## The records
-- Start --
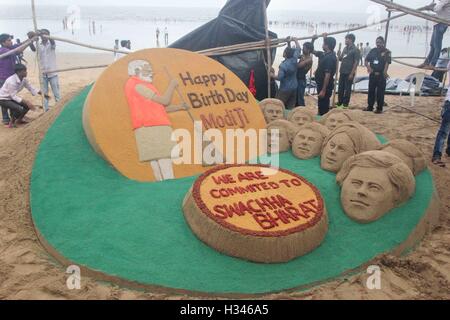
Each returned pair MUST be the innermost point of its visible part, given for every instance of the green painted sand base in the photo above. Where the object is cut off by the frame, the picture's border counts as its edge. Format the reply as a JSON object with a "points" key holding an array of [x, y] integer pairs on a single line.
{"points": [[98, 219]]}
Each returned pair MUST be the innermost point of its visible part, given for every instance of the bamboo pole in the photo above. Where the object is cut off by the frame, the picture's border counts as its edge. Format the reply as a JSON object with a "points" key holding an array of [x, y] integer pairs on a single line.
{"points": [[85, 45], [268, 49], [24, 45], [412, 12], [274, 42], [336, 79], [388, 25], [41, 76]]}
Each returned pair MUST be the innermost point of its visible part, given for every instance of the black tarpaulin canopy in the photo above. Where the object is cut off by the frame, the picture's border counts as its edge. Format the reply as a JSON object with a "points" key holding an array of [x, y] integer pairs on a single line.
{"points": [[239, 21]]}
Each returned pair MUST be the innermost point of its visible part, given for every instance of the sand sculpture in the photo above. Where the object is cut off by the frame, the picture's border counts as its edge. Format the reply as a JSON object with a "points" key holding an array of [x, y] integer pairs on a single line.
{"points": [[373, 183], [151, 124], [308, 142], [335, 118], [280, 134], [138, 95], [256, 213], [408, 152], [301, 116], [273, 109], [345, 141]]}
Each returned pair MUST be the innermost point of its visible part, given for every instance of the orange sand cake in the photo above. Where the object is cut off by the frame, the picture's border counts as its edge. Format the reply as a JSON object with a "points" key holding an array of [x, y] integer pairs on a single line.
{"points": [[256, 213]]}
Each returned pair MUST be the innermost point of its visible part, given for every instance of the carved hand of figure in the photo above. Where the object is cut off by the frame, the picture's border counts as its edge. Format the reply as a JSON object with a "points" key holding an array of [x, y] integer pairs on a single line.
{"points": [[175, 108]]}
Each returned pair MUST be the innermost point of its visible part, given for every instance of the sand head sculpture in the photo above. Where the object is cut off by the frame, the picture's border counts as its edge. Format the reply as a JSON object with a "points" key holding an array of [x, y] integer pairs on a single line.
{"points": [[407, 152], [373, 183], [280, 134], [273, 109], [335, 118], [300, 116], [308, 141], [345, 141]]}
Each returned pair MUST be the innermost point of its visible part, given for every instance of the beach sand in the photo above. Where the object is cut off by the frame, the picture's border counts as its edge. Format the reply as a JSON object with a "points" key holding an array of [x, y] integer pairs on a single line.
{"points": [[28, 272]]}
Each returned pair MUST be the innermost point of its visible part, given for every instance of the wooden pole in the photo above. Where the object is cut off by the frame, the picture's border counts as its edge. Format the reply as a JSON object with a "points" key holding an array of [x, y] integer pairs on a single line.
{"points": [[336, 79], [41, 85], [265, 3], [412, 12]]}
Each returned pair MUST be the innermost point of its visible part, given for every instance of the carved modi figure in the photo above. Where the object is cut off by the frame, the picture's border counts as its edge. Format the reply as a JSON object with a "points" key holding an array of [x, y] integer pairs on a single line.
{"points": [[149, 115]]}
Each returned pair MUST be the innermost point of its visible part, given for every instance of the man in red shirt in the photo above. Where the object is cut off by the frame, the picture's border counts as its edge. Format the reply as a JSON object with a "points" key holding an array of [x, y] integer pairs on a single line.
{"points": [[150, 120]]}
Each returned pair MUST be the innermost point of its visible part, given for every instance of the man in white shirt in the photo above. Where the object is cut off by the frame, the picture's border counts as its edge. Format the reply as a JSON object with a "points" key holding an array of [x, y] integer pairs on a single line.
{"points": [[125, 46], [47, 57], [9, 99], [442, 10]]}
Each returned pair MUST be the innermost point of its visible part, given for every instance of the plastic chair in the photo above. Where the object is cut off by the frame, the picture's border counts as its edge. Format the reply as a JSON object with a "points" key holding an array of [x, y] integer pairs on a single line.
{"points": [[419, 78]]}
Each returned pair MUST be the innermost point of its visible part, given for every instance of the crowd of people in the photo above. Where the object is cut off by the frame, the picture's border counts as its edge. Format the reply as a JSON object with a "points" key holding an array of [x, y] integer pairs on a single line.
{"points": [[299, 61], [13, 76]]}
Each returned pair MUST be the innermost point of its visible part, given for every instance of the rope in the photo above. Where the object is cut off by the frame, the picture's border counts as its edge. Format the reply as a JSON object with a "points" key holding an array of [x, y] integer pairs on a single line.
{"points": [[249, 46], [417, 67], [78, 68], [24, 45], [413, 12]]}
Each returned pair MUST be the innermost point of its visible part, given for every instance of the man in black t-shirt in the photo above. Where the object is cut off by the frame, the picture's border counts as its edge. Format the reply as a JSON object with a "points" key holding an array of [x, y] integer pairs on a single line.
{"points": [[377, 63], [349, 58], [325, 73], [304, 65]]}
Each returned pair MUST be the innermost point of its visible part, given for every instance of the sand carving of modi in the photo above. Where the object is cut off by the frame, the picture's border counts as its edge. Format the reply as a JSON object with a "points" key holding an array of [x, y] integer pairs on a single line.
{"points": [[149, 115]]}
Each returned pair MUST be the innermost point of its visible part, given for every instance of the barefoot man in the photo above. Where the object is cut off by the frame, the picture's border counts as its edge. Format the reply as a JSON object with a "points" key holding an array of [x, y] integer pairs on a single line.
{"points": [[149, 115]]}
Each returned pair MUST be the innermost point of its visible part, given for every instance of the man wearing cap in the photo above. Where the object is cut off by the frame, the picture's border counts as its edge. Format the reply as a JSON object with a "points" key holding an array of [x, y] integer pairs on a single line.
{"points": [[7, 65], [47, 58]]}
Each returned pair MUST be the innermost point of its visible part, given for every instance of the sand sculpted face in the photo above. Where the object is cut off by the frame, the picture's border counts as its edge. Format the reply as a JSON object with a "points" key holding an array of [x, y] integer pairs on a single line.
{"points": [[408, 153], [336, 118], [338, 149], [273, 109], [345, 141], [308, 142], [301, 117], [373, 183]]}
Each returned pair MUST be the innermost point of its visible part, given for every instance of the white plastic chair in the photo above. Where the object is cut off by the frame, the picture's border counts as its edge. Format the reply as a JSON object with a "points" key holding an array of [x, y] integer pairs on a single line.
{"points": [[413, 89]]}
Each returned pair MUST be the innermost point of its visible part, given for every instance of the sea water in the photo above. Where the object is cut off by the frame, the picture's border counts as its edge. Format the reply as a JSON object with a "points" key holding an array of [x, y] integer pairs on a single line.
{"points": [[139, 24]]}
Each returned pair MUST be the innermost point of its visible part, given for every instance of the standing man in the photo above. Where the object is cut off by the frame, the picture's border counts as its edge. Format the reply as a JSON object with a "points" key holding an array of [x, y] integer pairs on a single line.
{"points": [[116, 48], [157, 36], [47, 59], [166, 36], [442, 10], [365, 51], [325, 73], [304, 65], [377, 63], [287, 75], [444, 131], [7, 65], [9, 98], [349, 58]]}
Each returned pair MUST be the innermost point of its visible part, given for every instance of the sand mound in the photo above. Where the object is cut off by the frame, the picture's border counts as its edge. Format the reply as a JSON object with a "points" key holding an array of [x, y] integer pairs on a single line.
{"points": [[28, 272]]}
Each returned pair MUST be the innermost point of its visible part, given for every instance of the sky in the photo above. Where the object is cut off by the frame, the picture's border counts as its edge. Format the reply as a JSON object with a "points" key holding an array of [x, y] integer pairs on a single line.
{"points": [[306, 5]]}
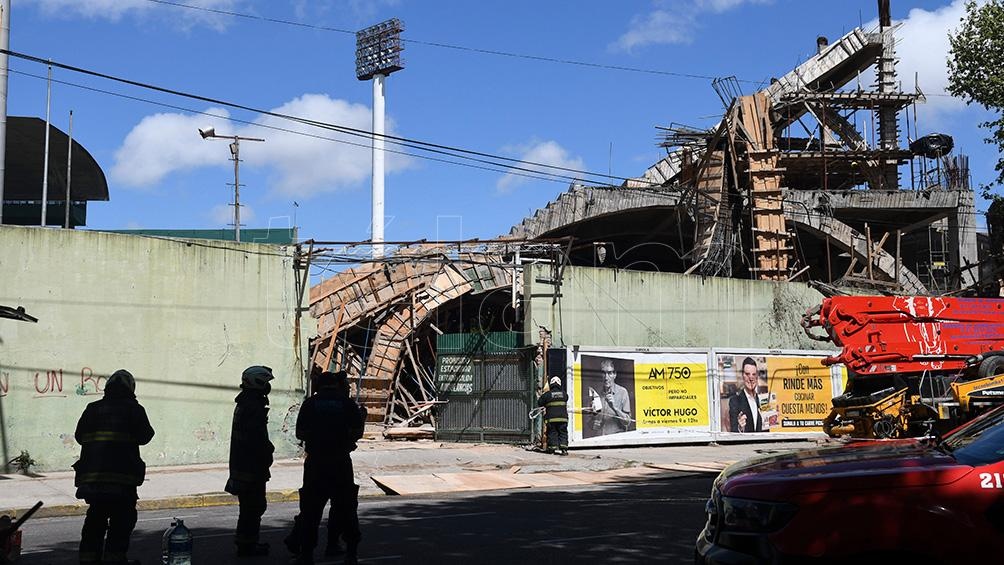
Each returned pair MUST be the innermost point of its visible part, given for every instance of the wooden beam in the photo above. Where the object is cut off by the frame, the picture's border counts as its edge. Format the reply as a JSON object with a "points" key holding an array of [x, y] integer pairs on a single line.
{"points": [[334, 338]]}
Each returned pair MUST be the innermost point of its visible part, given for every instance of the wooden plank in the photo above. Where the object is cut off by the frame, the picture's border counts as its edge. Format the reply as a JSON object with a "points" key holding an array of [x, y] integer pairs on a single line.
{"points": [[333, 340], [411, 484], [461, 482]]}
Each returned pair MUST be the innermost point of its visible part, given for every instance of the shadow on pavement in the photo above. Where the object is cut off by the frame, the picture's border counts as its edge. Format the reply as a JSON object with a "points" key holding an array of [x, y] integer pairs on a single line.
{"points": [[654, 521]]}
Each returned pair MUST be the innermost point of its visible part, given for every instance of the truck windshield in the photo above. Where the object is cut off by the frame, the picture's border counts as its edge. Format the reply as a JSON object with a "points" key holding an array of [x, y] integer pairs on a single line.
{"points": [[980, 442]]}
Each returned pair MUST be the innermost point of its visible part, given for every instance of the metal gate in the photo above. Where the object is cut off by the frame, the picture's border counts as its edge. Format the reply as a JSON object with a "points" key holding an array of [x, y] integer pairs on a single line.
{"points": [[489, 395]]}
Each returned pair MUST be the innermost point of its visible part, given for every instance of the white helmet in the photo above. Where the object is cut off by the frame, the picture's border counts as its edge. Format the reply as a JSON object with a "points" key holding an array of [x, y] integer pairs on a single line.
{"points": [[256, 377], [121, 377]]}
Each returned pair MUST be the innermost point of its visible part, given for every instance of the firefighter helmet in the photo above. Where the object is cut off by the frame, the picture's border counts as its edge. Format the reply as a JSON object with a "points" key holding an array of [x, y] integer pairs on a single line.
{"points": [[256, 377], [121, 377]]}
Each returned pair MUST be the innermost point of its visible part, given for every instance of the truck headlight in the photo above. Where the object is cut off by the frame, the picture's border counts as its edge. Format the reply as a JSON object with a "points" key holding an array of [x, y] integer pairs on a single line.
{"points": [[744, 515]]}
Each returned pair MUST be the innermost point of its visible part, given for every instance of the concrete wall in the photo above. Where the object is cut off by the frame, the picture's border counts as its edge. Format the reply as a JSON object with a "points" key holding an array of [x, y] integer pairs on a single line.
{"points": [[643, 309], [186, 317]]}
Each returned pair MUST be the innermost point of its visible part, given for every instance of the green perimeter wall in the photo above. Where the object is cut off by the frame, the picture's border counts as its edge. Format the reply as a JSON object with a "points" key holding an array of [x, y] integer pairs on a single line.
{"points": [[186, 317], [649, 309]]}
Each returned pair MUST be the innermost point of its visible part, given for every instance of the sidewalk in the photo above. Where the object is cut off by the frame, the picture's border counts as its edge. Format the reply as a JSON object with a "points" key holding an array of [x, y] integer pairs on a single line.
{"points": [[408, 468]]}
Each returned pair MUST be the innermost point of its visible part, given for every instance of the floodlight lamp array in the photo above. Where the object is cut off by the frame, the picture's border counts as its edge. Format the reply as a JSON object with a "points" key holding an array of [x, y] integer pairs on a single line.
{"points": [[378, 49]]}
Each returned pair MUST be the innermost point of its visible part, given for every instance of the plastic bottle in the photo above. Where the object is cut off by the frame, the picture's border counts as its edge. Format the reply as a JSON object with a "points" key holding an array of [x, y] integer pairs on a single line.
{"points": [[177, 544]]}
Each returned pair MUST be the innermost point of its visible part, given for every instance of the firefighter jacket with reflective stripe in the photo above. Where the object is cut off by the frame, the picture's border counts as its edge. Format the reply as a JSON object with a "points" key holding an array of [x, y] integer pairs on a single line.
{"points": [[329, 424], [554, 402], [250, 449], [110, 432]]}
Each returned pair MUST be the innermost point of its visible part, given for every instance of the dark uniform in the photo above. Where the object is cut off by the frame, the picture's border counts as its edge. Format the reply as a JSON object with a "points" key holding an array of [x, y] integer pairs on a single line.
{"points": [[250, 458], [110, 432], [555, 402], [329, 424]]}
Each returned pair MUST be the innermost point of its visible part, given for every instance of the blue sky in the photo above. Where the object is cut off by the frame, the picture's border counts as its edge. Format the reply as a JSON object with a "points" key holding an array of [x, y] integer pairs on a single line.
{"points": [[162, 175]]}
-- End --
Give back exactly the lines from the one containing "the firefighter jacket" to the end of the material, both ends included.

Each returned pair MUST be the innermost point of its visible part, given for every instance of the firefighter jacket with reflective stripe in the photo above. Where the object is cut off by the frame, the picture's border counts as its edge. Format the reply as a JSON object with a "points" key holding an array of [x, y] integer pairs on a single line.
{"points": [[329, 424], [554, 402], [250, 449], [110, 432]]}
Each returned pair MUST be the innermost point of its visible part, given for every instance of the dark uniform in the photo above. Where the object is cut off by the frame, the picture's border counts as its edge. Format the reply as a JSON object with a "points" key holding an array of [x, y] integer pairs on a single line.
{"points": [[250, 458], [110, 432], [555, 402], [329, 424]]}
Each returned pair MUST be the innermost point of its visible part, given for every instance of the blue sky in the photo above. Where the object is cut off by the frame, the picture's border counts as its edge. Format the reply as a JSON object with a "points" key holding an array of [x, y] integer pairs on a single line.
{"points": [[162, 175]]}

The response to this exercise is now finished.